## GESTELDE OPDRACHT
Schrijf alle onderstaande rijen letterlijk over en laat daarbij de afbeeldingen weg.

## DE RIJEN

====

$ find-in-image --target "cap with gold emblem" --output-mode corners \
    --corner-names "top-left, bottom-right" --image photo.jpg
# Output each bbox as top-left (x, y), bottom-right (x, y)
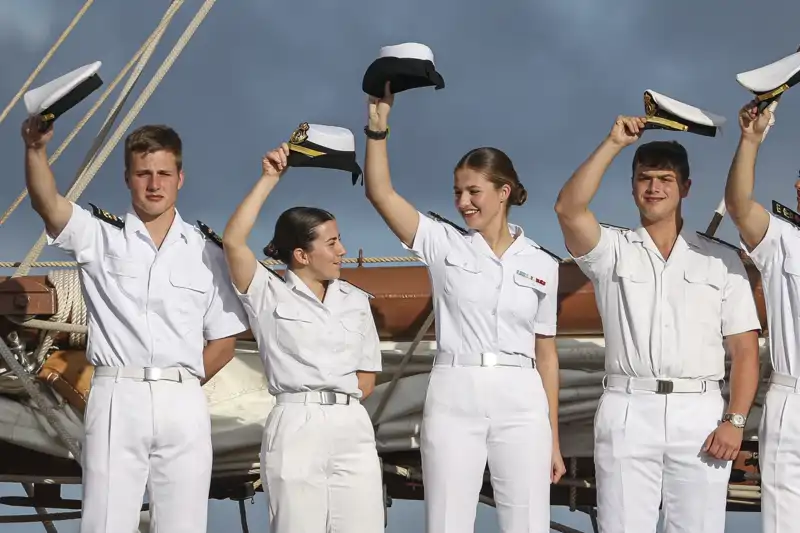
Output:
top-left (288, 122), bottom-right (362, 185)
top-left (644, 89), bottom-right (725, 137)
top-left (736, 52), bottom-right (800, 103)
top-left (361, 43), bottom-right (444, 98)
top-left (23, 61), bottom-right (103, 130)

====

## ANTWOORD
$ find-in-image --target "cap with gold emblem" --output-mode corners \
    --corner-names "top-left, bottom-right" --image photo.jpg
# Output each bbox as top-left (x, y), bottom-right (x, y)
Output:
top-left (288, 122), bottom-right (362, 185)
top-left (644, 89), bottom-right (725, 137)
top-left (736, 52), bottom-right (800, 103)
top-left (361, 43), bottom-right (444, 98)
top-left (23, 61), bottom-right (103, 130)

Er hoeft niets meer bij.